** Start of MATERIAL FOR THIS TASK **

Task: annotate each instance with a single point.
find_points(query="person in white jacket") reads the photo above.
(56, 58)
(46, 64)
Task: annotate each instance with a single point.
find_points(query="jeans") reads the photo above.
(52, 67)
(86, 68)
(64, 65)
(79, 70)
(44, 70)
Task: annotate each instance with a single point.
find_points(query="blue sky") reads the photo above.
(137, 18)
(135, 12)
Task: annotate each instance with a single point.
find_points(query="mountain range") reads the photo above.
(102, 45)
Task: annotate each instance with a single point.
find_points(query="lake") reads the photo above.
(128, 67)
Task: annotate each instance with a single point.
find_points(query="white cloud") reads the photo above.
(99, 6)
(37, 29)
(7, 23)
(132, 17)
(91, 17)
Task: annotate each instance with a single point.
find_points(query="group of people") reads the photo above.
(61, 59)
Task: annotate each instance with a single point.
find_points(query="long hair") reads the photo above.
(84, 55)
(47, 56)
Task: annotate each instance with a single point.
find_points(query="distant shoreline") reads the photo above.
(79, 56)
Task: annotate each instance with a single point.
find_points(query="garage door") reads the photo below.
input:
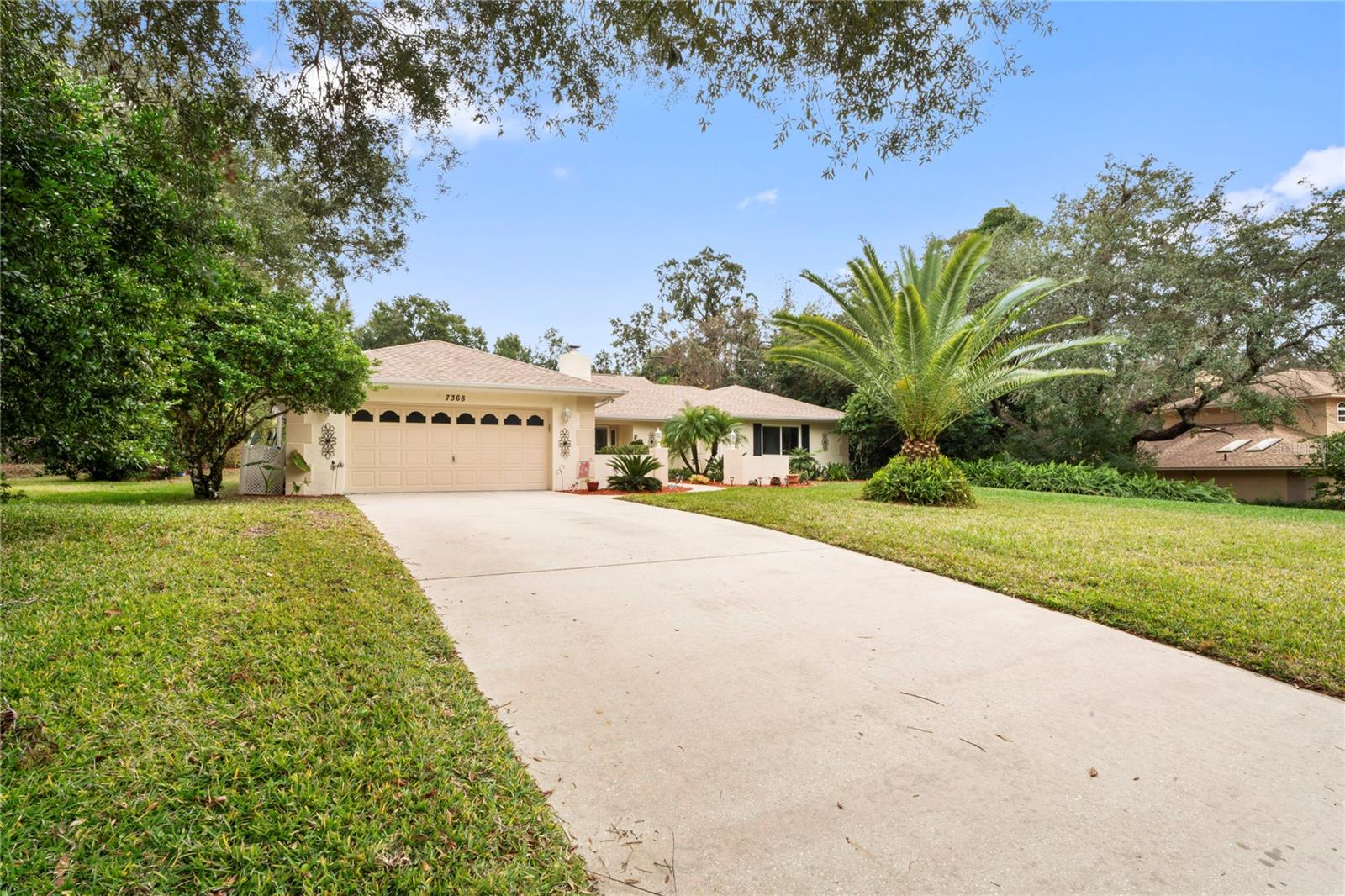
(447, 448)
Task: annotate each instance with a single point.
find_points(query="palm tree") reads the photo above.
(919, 349)
(699, 425)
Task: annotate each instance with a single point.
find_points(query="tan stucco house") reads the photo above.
(444, 417)
(1258, 463)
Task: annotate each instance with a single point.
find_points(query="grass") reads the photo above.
(249, 696)
(1257, 587)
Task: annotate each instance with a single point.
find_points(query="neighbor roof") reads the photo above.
(650, 401)
(1297, 382)
(1199, 450)
(443, 363)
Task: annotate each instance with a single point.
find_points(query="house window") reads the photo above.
(779, 440)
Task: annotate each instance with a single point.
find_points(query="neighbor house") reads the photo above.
(443, 417)
(1257, 461)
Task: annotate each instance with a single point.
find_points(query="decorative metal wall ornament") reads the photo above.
(327, 441)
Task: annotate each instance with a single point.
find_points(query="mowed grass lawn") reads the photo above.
(1257, 587)
(249, 696)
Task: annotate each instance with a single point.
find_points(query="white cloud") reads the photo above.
(766, 197)
(1324, 168)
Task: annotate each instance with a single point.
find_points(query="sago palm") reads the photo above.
(693, 427)
(915, 343)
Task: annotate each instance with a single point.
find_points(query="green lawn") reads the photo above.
(1257, 587)
(249, 696)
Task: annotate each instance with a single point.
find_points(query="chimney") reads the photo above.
(575, 363)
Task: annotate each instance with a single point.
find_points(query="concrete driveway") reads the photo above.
(724, 709)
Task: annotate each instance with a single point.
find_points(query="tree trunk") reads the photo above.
(920, 450)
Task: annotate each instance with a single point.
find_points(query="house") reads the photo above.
(444, 417)
(773, 425)
(1258, 463)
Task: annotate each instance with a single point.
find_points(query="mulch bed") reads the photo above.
(666, 490)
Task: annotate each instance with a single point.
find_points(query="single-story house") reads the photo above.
(444, 417)
(1258, 463)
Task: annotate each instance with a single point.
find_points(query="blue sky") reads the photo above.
(567, 233)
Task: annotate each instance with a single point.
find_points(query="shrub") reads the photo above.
(920, 481)
(804, 465)
(632, 474)
(1086, 479)
(625, 450)
(837, 472)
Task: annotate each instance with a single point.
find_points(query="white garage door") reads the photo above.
(447, 448)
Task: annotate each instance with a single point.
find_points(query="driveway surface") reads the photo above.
(719, 708)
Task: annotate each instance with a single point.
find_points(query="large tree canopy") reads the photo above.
(343, 91)
(1210, 296)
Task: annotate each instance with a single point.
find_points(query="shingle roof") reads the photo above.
(645, 400)
(1298, 382)
(443, 363)
(1199, 450)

** End of MATERIAL FOR THIS TASK **

YOUR GOAL —
Set the data above down again exactly as given, with no pictures.

RESULT —
Task: annotate each instance with a single point.
find_points(query="person in white jacket") reads the photo above.
(56, 58)
(46, 64)
Task: annotate each instance with a single point.
find_points(query="jeans") reads the photo above.
(52, 67)
(86, 68)
(64, 65)
(79, 70)
(44, 70)
Task: annotate each instance with a single point.
find_points(query="blue sky") reads the photo above.
(137, 18)
(135, 12)
Task: annotate each instance with a single point.
find_points(query="mountain range") reads the photo above.
(102, 45)
Task: annotate each instance with a single point.
find_points(query="lake") reads the photo above.
(128, 67)
Task: annotate each instance with a single point.
find_points(query="white cloud") reads the photo above.
(99, 6)
(37, 29)
(7, 23)
(132, 17)
(91, 17)
Task: annotate each instance with a single point.
find_points(query="group of people") reads the photo above.
(61, 59)
Task: annotate each instance with a single point.
find_points(query="long hair") reads the photo above.
(84, 55)
(47, 56)
Task: annotate each instance with a single point.
find_points(query="distant shoreline") reads the photo above.
(79, 56)
Task: annotate each instance with a single point.
find_points(query="garage door") reads the photo below.
input:
(447, 448)
Task: annotate each instance with a single point.
find_points(query="palm tree") reads the photo above.
(919, 349)
(699, 425)
Task: annotate each instance with a single point.
find_points(query="tan stucco house") reads the photo above.
(444, 417)
(1258, 463)
Task: annotate each instance with a single point.
find_points(query="grass") reads the photo above.
(249, 696)
(1257, 587)
Task: annotate each instance with a single point.
find_points(query="neighbor roof") reads the photo above.
(650, 401)
(1297, 382)
(1199, 450)
(443, 363)
Task: annotate each instance with a single point.
find_points(query="house window") reads the photo above.
(779, 440)
Task: annotate each instance with a single point.
find_points(query="neighbor house") reads the photo above.
(443, 417)
(1257, 461)
Task: annotate each instance with a single point.
find_points(query="decorative metal wall ornament") reads the photo above.
(327, 441)
Task: annotate each instance with a single point.
find_points(query="mowed grass lawn") reads the photo above.
(1257, 587)
(249, 696)
Task: annotate each instance with a single point.
find_points(query="white cloud") reads the photo above.
(766, 197)
(1324, 168)
Task: annotate each instance with a single point.
find_points(query="sago palm") reads the photo above.
(693, 427)
(915, 343)
Task: annotate each instance with a single point.
find_points(query="green lawn") reads the photo above.
(1257, 587)
(249, 696)
Task: annotate each instance with a single point.
find_points(query="chimney") reads the photo above.
(575, 363)
Task: annotate each instance with a single point.
find_points(query="concrete driveway") reads the photo above.
(724, 709)
Task: annotate each instance with a single point.
find_points(query="tree trunk") reads the photo above.
(920, 450)
Task: annotate each instance with a single point.
find_points(query="house") reads the photo above.
(444, 417)
(773, 425)
(1258, 463)
Task: annotate each instance with a single point.
find_points(query="mulch bed") reads the photo above.
(666, 490)
Task: annotate each instance with a single point.
find_points(query="single-story house") reads the photo above.
(444, 417)
(1258, 463)
Task: annotate each instance with a single point.
find_points(query="blue sky") reads the photo above.
(567, 233)
Task: annotate each instance with a single point.
find_points(query="shrub") reads the photo above.
(920, 481)
(804, 465)
(632, 474)
(1086, 479)
(625, 450)
(837, 472)
Task: annotate each instance with a single point.
find_points(query="white garage door") reads the photo above.
(447, 448)
Task: annotate each instance with a single point.
find_points(query="driveway surface") reads the photo above.
(719, 708)
Task: annotate each instance with a single point.
find_points(query="large tree canopy") reads the photo above.
(343, 91)
(1210, 296)
Task: annotate each instance with a single point.
find_points(query="shingle roof") reads the photo above.
(645, 400)
(1298, 382)
(443, 363)
(1199, 450)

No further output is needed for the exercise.